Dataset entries
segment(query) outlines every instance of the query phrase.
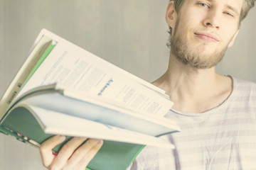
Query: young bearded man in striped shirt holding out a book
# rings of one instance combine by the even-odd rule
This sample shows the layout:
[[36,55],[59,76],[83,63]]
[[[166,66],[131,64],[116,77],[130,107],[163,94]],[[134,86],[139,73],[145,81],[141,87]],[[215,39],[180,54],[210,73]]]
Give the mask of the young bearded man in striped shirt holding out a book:
[[[176,149],[145,147],[131,169],[255,169],[256,84],[215,73],[254,3],[170,1],[169,67],[153,84],[174,101],[166,117],[176,120],[181,132],[163,137]],[[48,169],[85,169],[102,141],[88,140],[80,146],[84,140],[74,138],[56,157],[51,149],[63,137],[46,141],[41,147],[43,164]]]

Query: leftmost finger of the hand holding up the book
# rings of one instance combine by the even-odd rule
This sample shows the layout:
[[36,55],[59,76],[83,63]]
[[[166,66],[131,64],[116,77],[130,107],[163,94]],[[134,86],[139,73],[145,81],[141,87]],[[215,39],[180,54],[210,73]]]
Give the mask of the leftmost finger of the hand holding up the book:
[[46,140],[46,142],[43,142],[39,148],[43,166],[50,166],[50,164],[53,162],[53,159],[55,158],[55,156],[52,154],[52,149],[61,142],[64,142],[64,140],[65,136],[56,135],[51,137],[49,140]]

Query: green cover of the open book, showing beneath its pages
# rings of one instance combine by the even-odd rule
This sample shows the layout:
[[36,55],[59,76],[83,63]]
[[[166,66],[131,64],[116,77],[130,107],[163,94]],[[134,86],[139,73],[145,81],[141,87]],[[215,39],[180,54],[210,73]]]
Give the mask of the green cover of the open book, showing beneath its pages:
[[[56,120],[56,123],[58,123],[58,120]],[[22,134],[23,137],[19,137],[18,135],[15,137],[21,138],[20,140],[23,140],[23,142],[33,141],[32,143],[41,144],[43,141],[53,136],[45,134],[33,115],[31,115],[26,108],[22,107],[15,108],[13,111],[11,111],[11,113],[4,120],[2,126],[4,128],[2,127],[1,129],[5,129],[6,131],[11,129],[13,130],[14,134],[15,132]],[[65,142],[70,140],[70,138],[71,137],[67,137]],[[60,148],[65,145],[65,142],[55,147],[53,151],[58,153]],[[127,169],[127,167],[132,164],[143,148],[144,145],[104,141],[100,151],[87,166],[87,170]]]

Action item » Transcribe every line in the entries above, taking out only the images.

Exercise answer »
segment(query) outlines every instance of the query phrase.
Query: young bearded man in striped shirt holding out a book
# rings of one instance combine by the even-odd rule
This sample shows the layout:
[[36,55],[59,76],[83,63]]
[[[166,66],[131,64],[116,77],[130,107],[163,94]],[[134,86],[139,73],[145,81],[141,87]],[[215,39],[180,54],[210,73]]]
Give the mask of the young bearded man in striped shirt holding out a book:
[[[176,149],[145,147],[131,169],[255,169],[256,84],[215,73],[254,3],[170,1],[169,67],[153,84],[174,101],[166,117],[176,120],[181,132],[163,137]],[[48,169],[85,169],[102,141],[88,140],[80,146],[84,140],[74,138],[56,157],[51,149],[63,137],[46,141],[41,147],[43,164]]]

Query: leftmost finger of the hand holding up the book
# rings of one instance combine by the even-odd rule
This sample shows the layout:
[[36,55],[59,76],[83,63]]
[[[166,66],[131,64],[116,77],[130,107],[163,94]],[[134,86],[139,73],[145,81],[141,87]],[[215,39],[180,54],[210,73]]]
Give the mask of the leftmost finger of the hand holding up the book:
[[46,140],[46,142],[43,142],[39,148],[43,166],[50,166],[50,164],[53,162],[53,159],[55,158],[55,156],[52,154],[52,149],[61,142],[64,142],[64,140],[65,136],[56,135],[51,137],[49,140]]

Query: green cover of the open book, showing beneath its pages
# rings of one instance combine by the even-odd rule
This sample shows the layout:
[[36,55],[59,76],[83,63]]
[[[166,66],[131,64],[116,77],[130,107],[163,94]],[[134,86],[139,73],[145,81],[141,87]],[[215,39],[180,54],[210,73]]]
Give the mask of the green cover of the open book, showing beneath its pages:
[[[56,120],[56,123],[58,123],[58,120]],[[22,134],[23,137],[19,137],[18,135],[15,137],[21,138],[20,140],[23,140],[23,142],[33,141],[32,143],[41,144],[43,141],[53,136],[45,134],[33,115],[31,115],[26,108],[22,107],[15,108],[13,111],[11,111],[11,113],[4,120],[2,126],[4,128],[2,127],[1,129],[5,129],[6,131],[11,129],[13,130],[14,134],[15,132]],[[65,142],[70,140],[70,138],[71,137],[67,137]],[[60,148],[65,145],[65,142],[55,147],[53,151],[58,153]],[[127,169],[127,167],[132,164],[143,148],[144,145],[104,141],[100,151],[87,166],[87,170]]]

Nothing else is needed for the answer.